**Goal**.
Pick out every line in the material below that contains the word "Target", and copy each of those lines.

**Supplied data**.
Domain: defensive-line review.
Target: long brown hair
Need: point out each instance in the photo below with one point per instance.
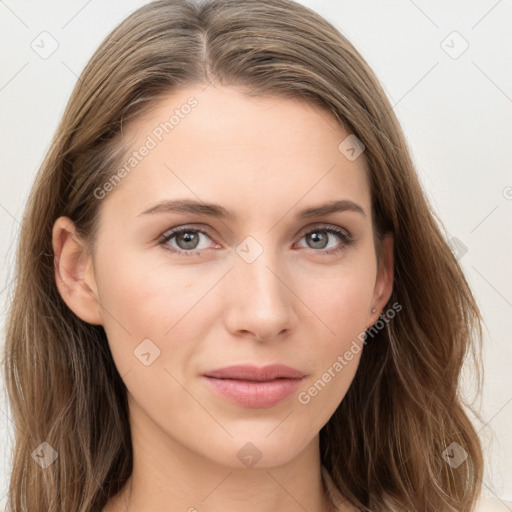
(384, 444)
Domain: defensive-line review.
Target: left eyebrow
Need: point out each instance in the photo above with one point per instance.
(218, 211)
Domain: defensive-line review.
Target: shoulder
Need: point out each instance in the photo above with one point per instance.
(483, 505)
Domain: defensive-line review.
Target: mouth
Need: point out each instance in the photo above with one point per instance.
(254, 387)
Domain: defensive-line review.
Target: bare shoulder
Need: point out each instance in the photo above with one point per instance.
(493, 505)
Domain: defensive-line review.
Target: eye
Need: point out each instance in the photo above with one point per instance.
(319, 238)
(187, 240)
--
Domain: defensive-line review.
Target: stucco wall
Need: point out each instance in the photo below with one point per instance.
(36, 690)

**Written answer**.
Target: long brown hair
Target: left eyebrow
Target: shoulder
Target: mouth
Target: bare shoulder
Target: eye
Target: stucco wall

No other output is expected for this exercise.